EXERCISE DIRECTIONS:
In the forum post on improving an mTSP solution, what two constraints must every route satisfy?

PAGE EXCERPT:
•••
Jordi van Selm
Reputation: 75
Improving mTSP based on Greedy approach using Simulated Annealing
I am trying to improve an mTSP where we have 'unlimited' salesman, representing the vehicles that need to pick up goods.
There are 2 main constraints:
The addresses close at a certain time. So a route cannot continue driving to an address after it has been closed.
The capacity of the vehicles cannot be exceeded.
I decided to apply a 'greedy' approach I came up with.
I am using a time matrix as input. I convert the matrix to a table with every pair of points and the time between them. Then I sort in ascending order and start at the top, the smallest time between two given addresses.
Then I apply these scenarios:
- Scenario 1: Both of the points (from the pair) are new and so the pair can be added as a whole.
- Scenario 2: One of the points has already been added. The other point is not. We need to check if the other point can be added to the route where the other point is already in.
- Scenario 3: Both points are already added but are separated. We need to check if the routes can joined.
During the iterative process, it constantly checks if the constraints are not violated. This is the 'core' of my algorithm.
This yields the following output, where you will see nested lists representing the order in which the addresses (referenced with indices) need to be visited. Always starting and ending at the hub (which is not included in the output).
[[7, 15],
[11, 26, 4, 12, 27, 24],
[22, 21, 14],
[18, 20, 13, 25],
[9, 5],
[28, 10, 19],
[8, 23, 17],
[16],
[6]]
Then I apply my objective function once again to see how well this solution is. My objective function is given by the distance driven (I also have a distance matrix), the fuel consumption, and the drivers' wage. (hours x hourly wage) Now, I will come to my question. I want to explore algorithms/(meta)heuristics that can improve this solution. I opted for Simulated Annealing but the results I got (using ChatGPT) were very bad. It even worsened the score and sometimes oscillated between scores.
Now, my question is; What should I do to improve the score knowing that I need to check if a route is feasible using the constraints?
I will provide my code below. Please note that this also requires the data from every address, but I would like to focus on the algorithms that I should apply.
def start_solution(chosen_day,index_hub):
extract = set(chosen_day['index_locatie'].to_list())
extract = list(extract)
time_matrix_extract = time_matrix_pd.iloc[extract,extract]
# This part is only for converting the time matrix to a table with pairs (location X to Y with time).
# I found that there's a much faster solution, but I will keep this for now.
pairs = []
non_zero_min = 0
pairs_copy = []
while non_zero_min<10**10:
non_zero_min = time_matrix_extract[time_matrix_extract > 0].min().min() # Find the minimum non-zero value
min_position = time_matrix_extract[time_matrix_extract == non_zero_min].stack().index[0]
time_matrix_extract.loc[min_position[0],min_position[1]] = 10**10
min_position = numpy.array(list(min_position)).tolist()
•••
PROVIDED RECORDS:
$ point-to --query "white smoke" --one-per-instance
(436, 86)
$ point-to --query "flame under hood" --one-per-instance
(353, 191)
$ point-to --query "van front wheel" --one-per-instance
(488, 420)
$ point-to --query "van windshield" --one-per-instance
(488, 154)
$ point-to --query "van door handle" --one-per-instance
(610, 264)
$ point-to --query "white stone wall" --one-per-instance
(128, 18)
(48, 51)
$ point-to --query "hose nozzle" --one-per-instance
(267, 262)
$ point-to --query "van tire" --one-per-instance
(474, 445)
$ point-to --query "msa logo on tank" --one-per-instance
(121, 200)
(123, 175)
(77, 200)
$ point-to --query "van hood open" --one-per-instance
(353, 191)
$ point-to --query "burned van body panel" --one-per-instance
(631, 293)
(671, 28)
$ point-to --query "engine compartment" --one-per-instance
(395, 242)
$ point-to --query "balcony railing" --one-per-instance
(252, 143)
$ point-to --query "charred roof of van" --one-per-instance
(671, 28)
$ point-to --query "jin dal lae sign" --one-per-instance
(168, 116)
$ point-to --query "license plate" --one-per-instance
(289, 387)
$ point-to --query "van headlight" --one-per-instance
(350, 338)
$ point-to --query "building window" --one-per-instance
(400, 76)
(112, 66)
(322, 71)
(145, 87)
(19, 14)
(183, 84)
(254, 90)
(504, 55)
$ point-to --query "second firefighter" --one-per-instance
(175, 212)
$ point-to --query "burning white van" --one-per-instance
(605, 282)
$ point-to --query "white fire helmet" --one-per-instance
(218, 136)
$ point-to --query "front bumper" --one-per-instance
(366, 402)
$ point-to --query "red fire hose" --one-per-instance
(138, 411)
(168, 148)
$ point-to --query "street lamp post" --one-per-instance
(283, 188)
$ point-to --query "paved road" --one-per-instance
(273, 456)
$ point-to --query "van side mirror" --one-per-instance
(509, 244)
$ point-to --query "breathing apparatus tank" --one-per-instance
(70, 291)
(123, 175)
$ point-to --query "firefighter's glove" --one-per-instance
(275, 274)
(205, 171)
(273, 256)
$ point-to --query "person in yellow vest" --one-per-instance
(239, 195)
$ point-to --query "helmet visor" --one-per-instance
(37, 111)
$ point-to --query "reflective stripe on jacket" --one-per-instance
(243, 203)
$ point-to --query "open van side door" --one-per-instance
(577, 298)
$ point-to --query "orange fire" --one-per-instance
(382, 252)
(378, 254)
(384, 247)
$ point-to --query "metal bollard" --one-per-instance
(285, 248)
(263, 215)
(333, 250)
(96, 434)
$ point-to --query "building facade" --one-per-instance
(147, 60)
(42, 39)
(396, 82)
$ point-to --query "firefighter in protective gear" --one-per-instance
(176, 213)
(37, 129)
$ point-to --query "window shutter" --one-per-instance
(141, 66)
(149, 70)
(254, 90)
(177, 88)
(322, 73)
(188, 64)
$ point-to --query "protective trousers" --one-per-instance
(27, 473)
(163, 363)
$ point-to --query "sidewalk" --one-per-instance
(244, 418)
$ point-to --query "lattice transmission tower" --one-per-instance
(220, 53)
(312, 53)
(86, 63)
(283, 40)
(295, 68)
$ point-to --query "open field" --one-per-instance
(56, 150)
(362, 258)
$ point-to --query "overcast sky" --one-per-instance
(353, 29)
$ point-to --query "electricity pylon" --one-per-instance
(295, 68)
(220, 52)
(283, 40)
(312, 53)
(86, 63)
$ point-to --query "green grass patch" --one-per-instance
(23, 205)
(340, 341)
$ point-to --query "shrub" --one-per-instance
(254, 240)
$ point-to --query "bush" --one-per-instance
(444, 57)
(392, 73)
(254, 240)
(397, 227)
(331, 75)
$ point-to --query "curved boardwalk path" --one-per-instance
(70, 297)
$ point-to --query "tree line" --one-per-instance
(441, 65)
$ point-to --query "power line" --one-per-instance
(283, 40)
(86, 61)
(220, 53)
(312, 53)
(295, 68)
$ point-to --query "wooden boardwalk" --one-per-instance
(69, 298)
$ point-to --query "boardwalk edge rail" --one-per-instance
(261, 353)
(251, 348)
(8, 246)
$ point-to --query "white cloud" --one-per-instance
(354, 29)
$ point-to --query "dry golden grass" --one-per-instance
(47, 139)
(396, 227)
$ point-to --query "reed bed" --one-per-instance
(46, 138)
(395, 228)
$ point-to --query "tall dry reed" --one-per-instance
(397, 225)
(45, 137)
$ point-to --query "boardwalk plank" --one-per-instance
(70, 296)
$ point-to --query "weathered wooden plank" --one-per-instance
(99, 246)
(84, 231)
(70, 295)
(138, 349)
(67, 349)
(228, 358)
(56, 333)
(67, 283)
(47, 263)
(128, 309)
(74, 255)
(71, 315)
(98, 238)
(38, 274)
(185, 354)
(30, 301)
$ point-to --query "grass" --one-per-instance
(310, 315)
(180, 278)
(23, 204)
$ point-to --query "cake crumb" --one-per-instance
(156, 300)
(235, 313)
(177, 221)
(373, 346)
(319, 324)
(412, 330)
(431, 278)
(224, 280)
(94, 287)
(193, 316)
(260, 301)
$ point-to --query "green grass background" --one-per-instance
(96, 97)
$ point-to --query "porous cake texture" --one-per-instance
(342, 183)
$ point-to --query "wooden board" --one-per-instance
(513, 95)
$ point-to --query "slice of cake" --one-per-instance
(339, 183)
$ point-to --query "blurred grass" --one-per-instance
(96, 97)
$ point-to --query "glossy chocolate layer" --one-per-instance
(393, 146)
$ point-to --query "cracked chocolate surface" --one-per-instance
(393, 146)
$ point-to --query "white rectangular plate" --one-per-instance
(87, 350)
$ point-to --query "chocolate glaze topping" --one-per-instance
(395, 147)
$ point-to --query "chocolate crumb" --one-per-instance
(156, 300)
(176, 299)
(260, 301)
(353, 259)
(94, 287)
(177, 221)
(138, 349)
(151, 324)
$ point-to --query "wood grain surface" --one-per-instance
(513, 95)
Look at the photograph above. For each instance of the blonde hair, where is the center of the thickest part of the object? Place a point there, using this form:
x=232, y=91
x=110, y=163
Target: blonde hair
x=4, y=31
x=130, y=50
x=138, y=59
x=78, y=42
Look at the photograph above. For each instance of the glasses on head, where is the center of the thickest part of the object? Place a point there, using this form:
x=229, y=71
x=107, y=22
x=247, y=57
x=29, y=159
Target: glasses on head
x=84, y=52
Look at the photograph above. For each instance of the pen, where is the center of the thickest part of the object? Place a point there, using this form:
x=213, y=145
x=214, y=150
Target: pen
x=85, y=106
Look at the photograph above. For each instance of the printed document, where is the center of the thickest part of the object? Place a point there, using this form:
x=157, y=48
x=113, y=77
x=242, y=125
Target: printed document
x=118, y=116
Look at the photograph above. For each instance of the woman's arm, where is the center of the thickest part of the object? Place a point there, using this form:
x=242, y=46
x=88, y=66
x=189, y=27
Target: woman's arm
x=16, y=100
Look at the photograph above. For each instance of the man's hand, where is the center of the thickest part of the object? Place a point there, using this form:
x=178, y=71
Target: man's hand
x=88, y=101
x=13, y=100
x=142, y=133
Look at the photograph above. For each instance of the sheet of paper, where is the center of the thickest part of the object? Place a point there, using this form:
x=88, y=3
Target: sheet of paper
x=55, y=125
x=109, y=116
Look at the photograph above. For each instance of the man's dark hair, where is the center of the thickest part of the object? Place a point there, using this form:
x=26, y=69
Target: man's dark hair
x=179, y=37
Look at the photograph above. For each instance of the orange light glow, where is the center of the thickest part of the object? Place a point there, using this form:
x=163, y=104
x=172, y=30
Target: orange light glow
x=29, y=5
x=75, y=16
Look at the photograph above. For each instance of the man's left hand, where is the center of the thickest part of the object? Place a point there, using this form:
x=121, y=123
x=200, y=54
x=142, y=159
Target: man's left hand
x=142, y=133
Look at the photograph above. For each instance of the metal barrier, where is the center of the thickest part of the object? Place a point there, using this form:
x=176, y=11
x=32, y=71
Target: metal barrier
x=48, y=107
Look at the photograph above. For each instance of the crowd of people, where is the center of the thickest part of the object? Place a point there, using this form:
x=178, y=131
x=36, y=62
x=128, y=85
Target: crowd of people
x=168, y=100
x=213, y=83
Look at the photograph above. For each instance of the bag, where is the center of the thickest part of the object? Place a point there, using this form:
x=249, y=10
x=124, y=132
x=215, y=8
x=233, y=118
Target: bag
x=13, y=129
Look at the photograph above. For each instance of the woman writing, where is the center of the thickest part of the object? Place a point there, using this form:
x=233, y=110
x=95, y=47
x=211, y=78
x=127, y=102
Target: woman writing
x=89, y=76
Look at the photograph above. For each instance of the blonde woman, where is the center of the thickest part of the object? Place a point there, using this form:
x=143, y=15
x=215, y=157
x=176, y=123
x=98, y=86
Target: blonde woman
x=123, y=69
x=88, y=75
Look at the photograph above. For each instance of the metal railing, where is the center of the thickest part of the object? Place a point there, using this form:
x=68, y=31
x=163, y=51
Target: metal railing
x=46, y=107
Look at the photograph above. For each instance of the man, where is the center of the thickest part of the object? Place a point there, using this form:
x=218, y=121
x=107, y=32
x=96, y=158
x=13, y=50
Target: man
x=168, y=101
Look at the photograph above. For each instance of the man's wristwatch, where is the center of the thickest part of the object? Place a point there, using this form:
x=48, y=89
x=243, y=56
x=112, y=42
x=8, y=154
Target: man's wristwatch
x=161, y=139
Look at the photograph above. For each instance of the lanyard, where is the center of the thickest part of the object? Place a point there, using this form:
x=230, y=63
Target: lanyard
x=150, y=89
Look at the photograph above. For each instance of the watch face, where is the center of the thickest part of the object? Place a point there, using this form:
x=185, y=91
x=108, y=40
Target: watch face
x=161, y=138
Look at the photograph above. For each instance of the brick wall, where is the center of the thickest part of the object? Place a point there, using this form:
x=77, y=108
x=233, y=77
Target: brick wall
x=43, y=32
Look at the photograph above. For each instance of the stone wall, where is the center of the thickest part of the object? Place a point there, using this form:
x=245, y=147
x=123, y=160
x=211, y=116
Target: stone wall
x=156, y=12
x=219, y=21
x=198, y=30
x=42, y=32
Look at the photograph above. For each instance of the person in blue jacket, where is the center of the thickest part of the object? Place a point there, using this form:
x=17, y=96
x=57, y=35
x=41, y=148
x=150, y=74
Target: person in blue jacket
•••
RESPONSE AREA:
A route cannot continue to an address after that address has closed, and the capacity of the vehicles cannot be exceeded.